-- start of Records shown --
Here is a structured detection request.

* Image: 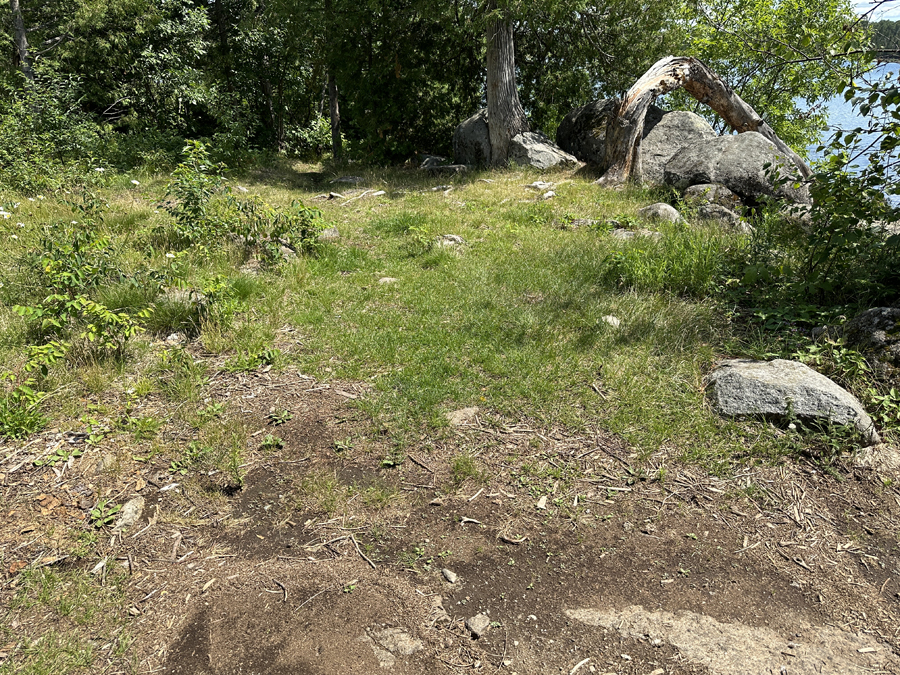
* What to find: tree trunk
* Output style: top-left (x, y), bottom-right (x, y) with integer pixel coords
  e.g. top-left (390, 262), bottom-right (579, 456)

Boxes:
top-left (597, 56), bottom-right (812, 185)
top-left (328, 72), bottom-right (344, 159)
top-left (9, 0), bottom-right (34, 85)
top-left (486, 0), bottom-right (528, 166)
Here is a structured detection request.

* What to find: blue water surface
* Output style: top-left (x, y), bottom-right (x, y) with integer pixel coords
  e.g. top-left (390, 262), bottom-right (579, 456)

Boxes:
top-left (807, 63), bottom-right (900, 167)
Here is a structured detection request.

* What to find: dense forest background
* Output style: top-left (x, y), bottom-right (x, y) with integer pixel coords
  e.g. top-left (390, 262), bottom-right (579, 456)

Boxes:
top-left (0, 0), bottom-right (896, 192)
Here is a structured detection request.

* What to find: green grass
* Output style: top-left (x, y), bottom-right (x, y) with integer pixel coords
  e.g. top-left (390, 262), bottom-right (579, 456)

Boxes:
top-left (0, 165), bottom-right (892, 471)
top-left (0, 568), bottom-right (132, 675)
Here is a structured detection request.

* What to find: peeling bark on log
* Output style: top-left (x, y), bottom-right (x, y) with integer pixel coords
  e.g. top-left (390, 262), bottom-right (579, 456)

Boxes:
top-left (597, 56), bottom-right (812, 185)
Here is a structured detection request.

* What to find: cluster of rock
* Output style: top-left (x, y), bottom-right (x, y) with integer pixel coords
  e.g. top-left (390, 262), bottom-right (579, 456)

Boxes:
top-left (708, 307), bottom-right (900, 454)
top-left (446, 99), bottom-right (810, 225)
top-left (453, 110), bottom-right (578, 170)
top-left (556, 99), bottom-right (810, 225)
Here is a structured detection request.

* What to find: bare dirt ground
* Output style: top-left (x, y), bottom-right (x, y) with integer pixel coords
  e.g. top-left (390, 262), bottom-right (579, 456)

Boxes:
top-left (0, 360), bottom-right (900, 675)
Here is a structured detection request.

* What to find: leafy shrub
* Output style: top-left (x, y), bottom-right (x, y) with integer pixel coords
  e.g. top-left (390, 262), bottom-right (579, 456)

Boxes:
top-left (159, 141), bottom-right (322, 260)
top-left (0, 68), bottom-right (111, 194)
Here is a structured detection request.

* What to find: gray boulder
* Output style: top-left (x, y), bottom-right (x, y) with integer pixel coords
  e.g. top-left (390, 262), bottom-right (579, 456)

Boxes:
top-left (709, 359), bottom-right (881, 444)
top-left (697, 204), bottom-right (753, 234)
top-left (665, 131), bottom-right (810, 204)
top-left (556, 98), bottom-right (620, 169)
top-left (682, 183), bottom-right (741, 211)
top-left (509, 131), bottom-right (578, 170)
top-left (453, 109), bottom-right (491, 166)
top-left (641, 108), bottom-right (716, 185)
top-left (844, 307), bottom-right (900, 366)
top-left (556, 99), bottom-right (716, 184)
top-left (637, 202), bottom-right (681, 223)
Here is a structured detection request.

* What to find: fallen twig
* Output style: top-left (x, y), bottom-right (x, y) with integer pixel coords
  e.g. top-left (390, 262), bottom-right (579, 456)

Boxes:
top-left (350, 534), bottom-right (378, 570)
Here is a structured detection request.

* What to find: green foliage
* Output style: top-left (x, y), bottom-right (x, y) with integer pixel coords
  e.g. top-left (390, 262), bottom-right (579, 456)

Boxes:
top-left (0, 384), bottom-right (47, 439)
top-left (732, 66), bottom-right (900, 307)
top-left (90, 499), bottom-right (122, 528)
top-left (13, 192), bottom-right (148, 360)
top-left (669, 0), bottom-right (868, 153)
top-left (158, 141), bottom-right (323, 260)
top-left (601, 227), bottom-right (733, 297)
top-left (0, 70), bottom-right (109, 194)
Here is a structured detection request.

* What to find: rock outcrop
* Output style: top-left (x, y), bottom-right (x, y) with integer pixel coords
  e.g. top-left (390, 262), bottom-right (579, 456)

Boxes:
top-left (556, 99), bottom-right (716, 184)
top-left (709, 359), bottom-right (880, 444)
top-left (637, 202), bottom-right (681, 223)
top-left (509, 131), bottom-right (578, 170)
top-left (665, 131), bottom-right (810, 204)
top-left (453, 109), bottom-right (491, 166)
top-left (454, 110), bottom-right (578, 170)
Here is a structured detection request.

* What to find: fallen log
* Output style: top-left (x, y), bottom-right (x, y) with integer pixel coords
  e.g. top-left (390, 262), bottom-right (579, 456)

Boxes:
top-left (597, 56), bottom-right (812, 185)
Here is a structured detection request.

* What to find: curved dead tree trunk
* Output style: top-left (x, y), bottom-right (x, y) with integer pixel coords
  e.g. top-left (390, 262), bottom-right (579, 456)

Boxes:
top-left (486, 2), bottom-right (528, 166)
top-left (597, 56), bottom-right (812, 185)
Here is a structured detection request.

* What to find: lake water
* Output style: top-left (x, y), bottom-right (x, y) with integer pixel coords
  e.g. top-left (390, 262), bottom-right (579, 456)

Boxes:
top-left (808, 63), bottom-right (900, 165)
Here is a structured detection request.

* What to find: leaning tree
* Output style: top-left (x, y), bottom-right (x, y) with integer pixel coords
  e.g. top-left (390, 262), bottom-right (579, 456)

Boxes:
top-left (597, 56), bottom-right (812, 185)
top-left (485, 0), bottom-right (528, 166)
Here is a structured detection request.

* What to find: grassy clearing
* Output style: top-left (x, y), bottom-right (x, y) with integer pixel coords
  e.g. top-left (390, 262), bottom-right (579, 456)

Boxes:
top-left (0, 165), bottom-right (892, 478)
top-left (0, 160), bottom-right (900, 674)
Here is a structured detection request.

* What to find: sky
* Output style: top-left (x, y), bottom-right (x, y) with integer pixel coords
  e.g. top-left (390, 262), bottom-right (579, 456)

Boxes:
top-left (854, 0), bottom-right (900, 21)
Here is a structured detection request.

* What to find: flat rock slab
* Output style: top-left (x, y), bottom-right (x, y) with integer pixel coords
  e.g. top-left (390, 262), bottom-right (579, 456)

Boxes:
top-left (637, 202), bottom-right (681, 223)
top-left (113, 497), bottom-right (144, 530)
top-left (445, 407), bottom-right (478, 427)
top-left (509, 131), bottom-right (578, 170)
top-left (566, 606), bottom-right (900, 675)
top-left (709, 359), bottom-right (880, 444)
top-left (466, 614), bottom-right (491, 637)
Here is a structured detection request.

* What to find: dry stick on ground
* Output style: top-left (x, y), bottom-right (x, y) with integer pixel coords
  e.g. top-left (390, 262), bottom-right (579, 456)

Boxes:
top-left (597, 56), bottom-right (812, 185)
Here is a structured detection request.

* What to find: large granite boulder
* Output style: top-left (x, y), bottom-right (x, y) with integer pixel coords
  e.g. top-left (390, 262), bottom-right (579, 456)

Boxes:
top-left (641, 108), bottom-right (717, 185)
top-left (453, 109), bottom-right (491, 166)
top-left (709, 359), bottom-right (881, 444)
top-left (664, 131), bottom-right (810, 204)
top-left (556, 98), bottom-right (620, 169)
top-left (682, 183), bottom-right (741, 211)
top-left (454, 110), bottom-right (578, 169)
top-left (844, 307), bottom-right (900, 368)
top-left (509, 131), bottom-right (578, 169)
top-left (556, 99), bottom-right (716, 184)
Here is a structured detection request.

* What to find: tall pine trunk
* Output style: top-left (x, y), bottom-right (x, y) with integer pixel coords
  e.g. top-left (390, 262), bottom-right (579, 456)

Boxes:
top-left (486, 0), bottom-right (528, 166)
top-left (9, 0), bottom-right (34, 85)
top-left (328, 73), bottom-right (344, 159)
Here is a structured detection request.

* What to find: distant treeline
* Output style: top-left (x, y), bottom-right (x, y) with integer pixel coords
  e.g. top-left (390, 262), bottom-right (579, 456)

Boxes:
top-left (871, 20), bottom-right (900, 62)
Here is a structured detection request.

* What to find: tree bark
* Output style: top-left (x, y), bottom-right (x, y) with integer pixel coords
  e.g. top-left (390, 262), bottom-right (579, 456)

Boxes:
top-left (328, 72), bottom-right (344, 159)
top-left (486, 0), bottom-right (528, 166)
top-left (597, 56), bottom-right (812, 185)
top-left (9, 0), bottom-right (34, 85)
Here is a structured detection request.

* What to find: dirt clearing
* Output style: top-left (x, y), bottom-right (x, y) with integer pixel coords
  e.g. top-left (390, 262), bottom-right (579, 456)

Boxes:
top-left (0, 371), bottom-right (900, 675)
-- end of Records shown --
■ What is needed
Copy the rows above word for word, from their first line through the line that contains "top-left (0, 0), bottom-right (896, 192)", with both ends included. Leave the pictures out of your copy.

■ Solution
Here is a structured detection request.

* Image: 
* What to find: tree trunk
* Output style: top-left (x, y), bottom-right (x, y) with integer pixel coords
  e.g. top-left (390, 262), bottom-right (579, 456)

Boxes:
top-left (597, 56), bottom-right (812, 185)
top-left (328, 72), bottom-right (344, 159)
top-left (9, 0), bottom-right (34, 85)
top-left (486, 0), bottom-right (528, 166)
Here is a structured detection request.

* What to find: blue water surface
* Output style: top-left (x, y), bottom-right (x, y) with integer pixel coords
  e.g. top-left (390, 262), bottom-right (579, 456)

Boxes:
top-left (807, 63), bottom-right (900, 167)
Here is a structured detection request.

* What to find: dense forest background
* Output style: top-left (x, y), bottom-right (x, y) with integer pixel coords
  e.g. top-left (390, 262), bottom-right (579, 456)

Boxes:
top-left (0, 0), bottom-right (896, 192)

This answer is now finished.